What you are asked to do – Rewrite the entries from the line containing "on board. Point to it with a box." through the line containing "[493,298,822,656]", both included, and add 90 to every bounding-box coordinate while keeping the rest of each line unchanged.

Data entries –
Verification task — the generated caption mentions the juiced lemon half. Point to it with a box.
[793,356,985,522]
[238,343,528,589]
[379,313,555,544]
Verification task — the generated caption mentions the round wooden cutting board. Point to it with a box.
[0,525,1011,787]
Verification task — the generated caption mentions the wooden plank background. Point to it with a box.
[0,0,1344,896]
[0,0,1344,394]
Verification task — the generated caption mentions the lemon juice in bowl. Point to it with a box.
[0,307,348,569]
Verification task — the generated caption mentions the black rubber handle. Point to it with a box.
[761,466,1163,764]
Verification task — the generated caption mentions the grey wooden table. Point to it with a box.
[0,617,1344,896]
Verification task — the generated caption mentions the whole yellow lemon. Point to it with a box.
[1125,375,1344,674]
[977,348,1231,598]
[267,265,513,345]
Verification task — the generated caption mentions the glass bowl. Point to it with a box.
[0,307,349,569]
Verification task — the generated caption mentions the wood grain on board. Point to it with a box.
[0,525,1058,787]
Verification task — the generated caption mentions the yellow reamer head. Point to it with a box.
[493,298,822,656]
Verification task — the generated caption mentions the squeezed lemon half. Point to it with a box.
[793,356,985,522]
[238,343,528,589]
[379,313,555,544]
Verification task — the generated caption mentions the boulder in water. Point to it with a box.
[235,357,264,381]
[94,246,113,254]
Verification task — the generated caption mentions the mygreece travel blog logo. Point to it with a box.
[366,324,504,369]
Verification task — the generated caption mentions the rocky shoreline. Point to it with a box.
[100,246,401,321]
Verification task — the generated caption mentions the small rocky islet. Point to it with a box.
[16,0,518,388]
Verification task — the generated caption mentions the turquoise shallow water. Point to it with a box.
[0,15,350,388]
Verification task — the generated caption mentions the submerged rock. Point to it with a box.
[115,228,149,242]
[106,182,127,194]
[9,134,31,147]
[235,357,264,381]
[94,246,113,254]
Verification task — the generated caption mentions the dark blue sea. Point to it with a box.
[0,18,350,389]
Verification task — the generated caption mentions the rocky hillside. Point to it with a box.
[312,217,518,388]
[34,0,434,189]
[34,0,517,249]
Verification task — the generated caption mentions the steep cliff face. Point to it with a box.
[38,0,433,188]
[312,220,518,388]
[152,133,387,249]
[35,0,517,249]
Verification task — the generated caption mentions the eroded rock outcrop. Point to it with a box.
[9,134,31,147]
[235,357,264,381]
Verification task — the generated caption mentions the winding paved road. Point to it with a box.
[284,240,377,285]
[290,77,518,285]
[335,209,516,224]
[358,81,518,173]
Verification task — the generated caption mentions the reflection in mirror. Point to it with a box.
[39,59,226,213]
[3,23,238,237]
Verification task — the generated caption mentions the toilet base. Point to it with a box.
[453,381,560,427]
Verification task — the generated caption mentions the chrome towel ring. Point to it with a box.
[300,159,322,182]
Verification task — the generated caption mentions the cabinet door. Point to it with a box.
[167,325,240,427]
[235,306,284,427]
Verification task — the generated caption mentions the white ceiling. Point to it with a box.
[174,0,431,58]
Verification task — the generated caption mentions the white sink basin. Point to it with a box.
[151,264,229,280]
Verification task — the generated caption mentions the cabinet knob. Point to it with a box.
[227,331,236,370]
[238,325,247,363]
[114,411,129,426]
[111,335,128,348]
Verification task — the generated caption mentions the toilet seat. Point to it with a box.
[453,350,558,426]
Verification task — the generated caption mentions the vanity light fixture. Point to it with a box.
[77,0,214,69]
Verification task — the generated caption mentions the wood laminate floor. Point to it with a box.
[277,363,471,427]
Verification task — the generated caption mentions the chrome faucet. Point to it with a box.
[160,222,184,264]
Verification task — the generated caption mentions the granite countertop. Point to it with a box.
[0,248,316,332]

Result for this exercise –
Verification task — the generated caption mentions the wood grain on board. Point to it with a box.
[90,615,1148,877]
Verification task — the generated caption mentions the yellow reamer head. Point to it with a box.
[583,388,912,746]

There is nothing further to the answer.